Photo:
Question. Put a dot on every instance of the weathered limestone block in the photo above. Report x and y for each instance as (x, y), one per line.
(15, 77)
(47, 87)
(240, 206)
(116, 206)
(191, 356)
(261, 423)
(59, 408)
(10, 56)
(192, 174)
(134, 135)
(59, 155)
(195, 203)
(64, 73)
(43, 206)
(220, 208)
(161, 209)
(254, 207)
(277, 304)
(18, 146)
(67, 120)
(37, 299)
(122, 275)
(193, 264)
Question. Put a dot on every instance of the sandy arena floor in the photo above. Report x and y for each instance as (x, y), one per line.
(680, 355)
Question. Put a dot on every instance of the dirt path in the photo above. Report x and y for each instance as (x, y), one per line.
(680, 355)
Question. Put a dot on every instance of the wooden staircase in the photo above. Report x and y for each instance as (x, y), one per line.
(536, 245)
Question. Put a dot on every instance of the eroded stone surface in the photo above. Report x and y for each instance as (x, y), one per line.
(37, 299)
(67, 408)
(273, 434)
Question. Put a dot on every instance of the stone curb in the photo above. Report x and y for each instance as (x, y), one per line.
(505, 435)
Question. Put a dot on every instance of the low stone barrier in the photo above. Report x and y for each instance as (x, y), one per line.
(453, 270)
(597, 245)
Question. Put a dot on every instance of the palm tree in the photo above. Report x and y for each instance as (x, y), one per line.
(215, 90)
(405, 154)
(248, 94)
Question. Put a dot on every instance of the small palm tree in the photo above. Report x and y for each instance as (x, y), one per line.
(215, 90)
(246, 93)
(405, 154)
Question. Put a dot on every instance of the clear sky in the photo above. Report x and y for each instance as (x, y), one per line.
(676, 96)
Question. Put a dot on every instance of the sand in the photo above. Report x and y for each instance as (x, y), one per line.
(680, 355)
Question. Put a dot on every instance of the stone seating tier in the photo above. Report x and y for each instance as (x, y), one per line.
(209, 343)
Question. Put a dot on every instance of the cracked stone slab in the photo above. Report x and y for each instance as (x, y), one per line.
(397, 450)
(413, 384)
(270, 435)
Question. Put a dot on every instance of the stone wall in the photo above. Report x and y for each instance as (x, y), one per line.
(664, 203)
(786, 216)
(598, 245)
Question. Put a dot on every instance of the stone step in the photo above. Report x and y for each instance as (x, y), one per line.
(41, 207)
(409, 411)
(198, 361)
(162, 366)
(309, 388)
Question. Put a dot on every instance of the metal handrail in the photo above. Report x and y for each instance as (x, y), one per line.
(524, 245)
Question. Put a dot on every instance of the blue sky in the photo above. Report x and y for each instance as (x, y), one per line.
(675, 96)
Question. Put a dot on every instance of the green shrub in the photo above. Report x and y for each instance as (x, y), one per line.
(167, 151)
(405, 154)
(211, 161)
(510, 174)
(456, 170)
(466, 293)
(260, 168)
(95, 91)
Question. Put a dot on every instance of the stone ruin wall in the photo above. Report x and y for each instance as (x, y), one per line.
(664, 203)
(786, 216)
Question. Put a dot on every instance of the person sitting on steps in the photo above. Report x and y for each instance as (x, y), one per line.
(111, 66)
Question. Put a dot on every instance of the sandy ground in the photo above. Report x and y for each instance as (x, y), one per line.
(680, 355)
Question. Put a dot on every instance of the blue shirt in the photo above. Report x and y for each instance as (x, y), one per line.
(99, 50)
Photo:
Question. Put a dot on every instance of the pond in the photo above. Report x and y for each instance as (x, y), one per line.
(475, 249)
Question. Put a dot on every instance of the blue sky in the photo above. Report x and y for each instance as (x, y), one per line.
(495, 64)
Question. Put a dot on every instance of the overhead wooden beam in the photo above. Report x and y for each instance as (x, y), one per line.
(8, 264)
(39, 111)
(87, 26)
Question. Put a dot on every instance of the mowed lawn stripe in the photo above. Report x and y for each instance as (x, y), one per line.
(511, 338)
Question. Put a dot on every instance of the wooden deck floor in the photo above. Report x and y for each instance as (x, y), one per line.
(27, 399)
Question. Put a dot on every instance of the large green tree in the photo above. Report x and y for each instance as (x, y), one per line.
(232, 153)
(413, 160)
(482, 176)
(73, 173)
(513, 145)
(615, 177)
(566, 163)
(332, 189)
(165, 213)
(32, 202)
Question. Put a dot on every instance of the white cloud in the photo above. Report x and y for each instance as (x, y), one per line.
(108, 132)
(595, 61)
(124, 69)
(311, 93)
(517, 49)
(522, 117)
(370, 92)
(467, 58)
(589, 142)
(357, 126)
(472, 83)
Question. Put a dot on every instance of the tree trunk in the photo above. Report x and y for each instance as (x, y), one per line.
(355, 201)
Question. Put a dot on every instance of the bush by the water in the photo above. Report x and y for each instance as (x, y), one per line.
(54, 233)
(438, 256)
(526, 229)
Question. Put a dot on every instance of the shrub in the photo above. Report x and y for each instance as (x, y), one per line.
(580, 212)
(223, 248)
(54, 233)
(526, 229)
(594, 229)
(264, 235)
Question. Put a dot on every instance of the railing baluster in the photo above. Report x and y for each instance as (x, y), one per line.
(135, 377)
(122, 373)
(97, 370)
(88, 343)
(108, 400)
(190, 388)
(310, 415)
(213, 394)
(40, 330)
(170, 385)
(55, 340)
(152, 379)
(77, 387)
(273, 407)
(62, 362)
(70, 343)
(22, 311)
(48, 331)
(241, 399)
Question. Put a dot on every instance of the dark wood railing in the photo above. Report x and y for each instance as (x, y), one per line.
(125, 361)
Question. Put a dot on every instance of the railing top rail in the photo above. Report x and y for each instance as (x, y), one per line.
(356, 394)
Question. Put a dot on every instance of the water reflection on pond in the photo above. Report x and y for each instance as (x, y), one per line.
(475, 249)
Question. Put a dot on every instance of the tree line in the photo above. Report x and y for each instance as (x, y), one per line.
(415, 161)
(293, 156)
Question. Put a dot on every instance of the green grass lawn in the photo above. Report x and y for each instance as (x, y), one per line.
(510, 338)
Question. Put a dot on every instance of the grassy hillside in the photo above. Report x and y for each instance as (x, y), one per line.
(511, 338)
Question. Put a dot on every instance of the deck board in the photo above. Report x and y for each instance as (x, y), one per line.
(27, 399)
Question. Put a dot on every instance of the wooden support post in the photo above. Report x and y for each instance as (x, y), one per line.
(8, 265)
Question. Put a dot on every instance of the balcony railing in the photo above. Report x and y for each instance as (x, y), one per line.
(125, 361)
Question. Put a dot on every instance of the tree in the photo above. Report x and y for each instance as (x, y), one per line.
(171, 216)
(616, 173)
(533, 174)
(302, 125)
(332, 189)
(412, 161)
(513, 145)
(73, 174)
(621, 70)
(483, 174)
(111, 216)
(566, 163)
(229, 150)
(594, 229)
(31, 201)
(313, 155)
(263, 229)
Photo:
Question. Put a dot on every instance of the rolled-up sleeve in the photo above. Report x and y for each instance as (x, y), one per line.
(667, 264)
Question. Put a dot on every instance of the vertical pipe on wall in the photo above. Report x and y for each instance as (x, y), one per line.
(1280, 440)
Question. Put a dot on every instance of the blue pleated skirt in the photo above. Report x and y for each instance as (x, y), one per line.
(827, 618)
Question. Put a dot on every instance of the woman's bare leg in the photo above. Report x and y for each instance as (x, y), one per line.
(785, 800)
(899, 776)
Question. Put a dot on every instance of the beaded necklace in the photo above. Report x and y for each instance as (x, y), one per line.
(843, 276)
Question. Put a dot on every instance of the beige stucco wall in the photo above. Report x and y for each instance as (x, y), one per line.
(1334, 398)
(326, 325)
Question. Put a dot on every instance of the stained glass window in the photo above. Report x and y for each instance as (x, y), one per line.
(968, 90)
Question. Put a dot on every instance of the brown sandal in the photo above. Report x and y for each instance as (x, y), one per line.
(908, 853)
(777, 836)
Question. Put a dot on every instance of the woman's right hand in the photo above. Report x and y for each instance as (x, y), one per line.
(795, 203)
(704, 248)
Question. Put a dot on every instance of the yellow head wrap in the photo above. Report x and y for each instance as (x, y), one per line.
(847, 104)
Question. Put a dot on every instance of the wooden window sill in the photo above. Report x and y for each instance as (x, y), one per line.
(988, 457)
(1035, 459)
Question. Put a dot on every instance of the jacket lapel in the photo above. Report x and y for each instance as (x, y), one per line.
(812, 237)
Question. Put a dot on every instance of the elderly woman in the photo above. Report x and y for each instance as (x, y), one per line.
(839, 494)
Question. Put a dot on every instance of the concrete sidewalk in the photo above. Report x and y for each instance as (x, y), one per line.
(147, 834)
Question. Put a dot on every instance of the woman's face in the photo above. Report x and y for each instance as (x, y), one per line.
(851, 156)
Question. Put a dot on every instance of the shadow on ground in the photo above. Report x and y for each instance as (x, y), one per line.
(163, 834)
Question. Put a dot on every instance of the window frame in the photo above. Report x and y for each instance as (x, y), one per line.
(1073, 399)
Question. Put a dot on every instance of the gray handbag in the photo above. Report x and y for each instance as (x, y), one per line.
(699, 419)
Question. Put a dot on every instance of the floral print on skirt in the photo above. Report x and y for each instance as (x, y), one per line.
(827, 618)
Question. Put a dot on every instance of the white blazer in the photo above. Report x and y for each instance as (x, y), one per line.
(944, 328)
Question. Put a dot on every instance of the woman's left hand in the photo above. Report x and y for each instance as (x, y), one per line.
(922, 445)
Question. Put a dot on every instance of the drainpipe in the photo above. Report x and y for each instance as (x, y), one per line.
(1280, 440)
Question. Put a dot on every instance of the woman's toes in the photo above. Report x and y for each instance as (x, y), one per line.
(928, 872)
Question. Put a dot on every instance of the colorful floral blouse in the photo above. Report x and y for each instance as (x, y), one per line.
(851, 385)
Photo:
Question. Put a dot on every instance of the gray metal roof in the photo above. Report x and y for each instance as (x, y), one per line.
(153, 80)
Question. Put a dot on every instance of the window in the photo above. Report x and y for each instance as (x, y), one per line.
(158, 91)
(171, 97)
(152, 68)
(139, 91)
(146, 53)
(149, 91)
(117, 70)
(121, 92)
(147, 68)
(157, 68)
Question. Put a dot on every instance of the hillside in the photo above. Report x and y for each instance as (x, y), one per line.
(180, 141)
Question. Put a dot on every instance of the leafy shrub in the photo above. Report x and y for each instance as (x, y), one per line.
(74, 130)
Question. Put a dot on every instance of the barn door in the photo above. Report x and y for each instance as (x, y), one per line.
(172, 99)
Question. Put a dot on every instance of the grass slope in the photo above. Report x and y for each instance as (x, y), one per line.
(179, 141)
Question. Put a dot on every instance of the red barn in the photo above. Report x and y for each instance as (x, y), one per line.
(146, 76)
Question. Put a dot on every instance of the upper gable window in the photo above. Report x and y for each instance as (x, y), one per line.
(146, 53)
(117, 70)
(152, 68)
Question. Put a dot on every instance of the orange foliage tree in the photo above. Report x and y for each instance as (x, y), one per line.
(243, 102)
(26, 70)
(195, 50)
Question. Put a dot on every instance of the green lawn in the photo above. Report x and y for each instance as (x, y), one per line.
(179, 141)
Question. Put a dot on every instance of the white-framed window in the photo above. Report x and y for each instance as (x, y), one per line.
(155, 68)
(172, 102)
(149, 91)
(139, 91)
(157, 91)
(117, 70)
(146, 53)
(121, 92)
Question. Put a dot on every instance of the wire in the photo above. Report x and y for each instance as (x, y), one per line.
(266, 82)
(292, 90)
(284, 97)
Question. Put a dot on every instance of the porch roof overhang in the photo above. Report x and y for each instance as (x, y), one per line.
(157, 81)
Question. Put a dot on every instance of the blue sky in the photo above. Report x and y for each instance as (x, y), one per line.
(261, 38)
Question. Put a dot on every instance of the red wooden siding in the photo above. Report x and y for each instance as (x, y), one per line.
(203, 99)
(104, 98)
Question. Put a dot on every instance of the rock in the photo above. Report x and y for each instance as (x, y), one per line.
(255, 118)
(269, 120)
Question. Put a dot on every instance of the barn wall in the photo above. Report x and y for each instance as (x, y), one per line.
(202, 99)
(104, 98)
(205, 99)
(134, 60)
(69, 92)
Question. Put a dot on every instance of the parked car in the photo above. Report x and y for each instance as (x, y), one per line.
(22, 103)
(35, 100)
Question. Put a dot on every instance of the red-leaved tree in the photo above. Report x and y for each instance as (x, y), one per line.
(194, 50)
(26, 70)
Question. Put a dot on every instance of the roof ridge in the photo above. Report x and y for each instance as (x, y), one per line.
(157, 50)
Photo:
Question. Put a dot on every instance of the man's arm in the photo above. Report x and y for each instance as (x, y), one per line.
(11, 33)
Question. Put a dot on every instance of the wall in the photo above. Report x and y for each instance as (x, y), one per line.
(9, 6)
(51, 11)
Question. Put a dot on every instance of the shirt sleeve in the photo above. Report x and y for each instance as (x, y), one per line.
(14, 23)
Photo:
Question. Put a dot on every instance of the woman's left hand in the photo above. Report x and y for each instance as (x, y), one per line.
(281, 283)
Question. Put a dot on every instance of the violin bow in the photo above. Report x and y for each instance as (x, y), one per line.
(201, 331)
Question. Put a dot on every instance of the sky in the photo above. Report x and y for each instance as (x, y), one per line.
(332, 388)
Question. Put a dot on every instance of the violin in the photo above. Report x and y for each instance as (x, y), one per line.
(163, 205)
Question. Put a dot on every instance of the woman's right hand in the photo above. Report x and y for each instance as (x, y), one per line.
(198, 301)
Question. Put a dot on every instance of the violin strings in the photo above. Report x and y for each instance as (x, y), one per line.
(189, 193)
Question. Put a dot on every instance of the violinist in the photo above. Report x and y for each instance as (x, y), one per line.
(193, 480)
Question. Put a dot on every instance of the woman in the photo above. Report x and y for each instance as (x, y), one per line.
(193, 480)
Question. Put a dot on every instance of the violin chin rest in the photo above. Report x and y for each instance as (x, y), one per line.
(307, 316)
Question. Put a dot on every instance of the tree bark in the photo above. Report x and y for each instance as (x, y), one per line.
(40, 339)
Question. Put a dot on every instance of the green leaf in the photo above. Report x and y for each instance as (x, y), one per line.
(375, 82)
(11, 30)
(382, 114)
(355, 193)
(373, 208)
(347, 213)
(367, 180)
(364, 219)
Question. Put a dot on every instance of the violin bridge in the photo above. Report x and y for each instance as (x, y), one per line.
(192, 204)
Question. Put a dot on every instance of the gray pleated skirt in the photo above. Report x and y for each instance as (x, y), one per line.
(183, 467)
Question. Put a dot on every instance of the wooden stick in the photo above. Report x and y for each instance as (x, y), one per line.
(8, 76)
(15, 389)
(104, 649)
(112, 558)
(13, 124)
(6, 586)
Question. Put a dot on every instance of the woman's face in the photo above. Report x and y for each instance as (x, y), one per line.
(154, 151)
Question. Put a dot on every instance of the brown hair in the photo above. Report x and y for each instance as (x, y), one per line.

■ ■ ■

◆ Task goal ◆
Output exactly the lines from the one holding "Question. Put a dot on every instance of the tree bark" to the end of the material above, with both ends included.

◆ Response ◆
Question. Put a dot on every instance of the tree bark in the photo above. Report x and y for each instance as (x, y), one per line.
(40, 339)
Question. Put a dot on every instance of the green leaf in the photo above. Report x and y for each instance as (x, y), one per line.
(375, 82)
(11, 30)
(382, 114)
(355, 193)
(373, 208)
(347, 213)
(367, 180)
(364, 219)
Question. Put a dot on every instance of the violin bridge in the photo above. Report x and y for each instance as (x, y), one per line.
(192, 204)
Question. Put a dot on every instance of the gray pleated skirt in the photo above. Report x and y for each instance as (x, y), one per line.
(183, 467)
Question. Put a dot on every instance of the wooden stick in the photo above. Report x and y for each instance as (x, y), one per line.
(8, 76)
(15, 389)
(104, 649)
(112, 558)
(13, 124)
(6, 586)
Question. Put a dot on every instance of the woman's face in the photo above. Report x and y for each instance as (x, y), one per line.
(154, 151)
Question. Put a dot on every instance of the brown hair in the photo above. Report x and y for each instance as (x, y), one per line.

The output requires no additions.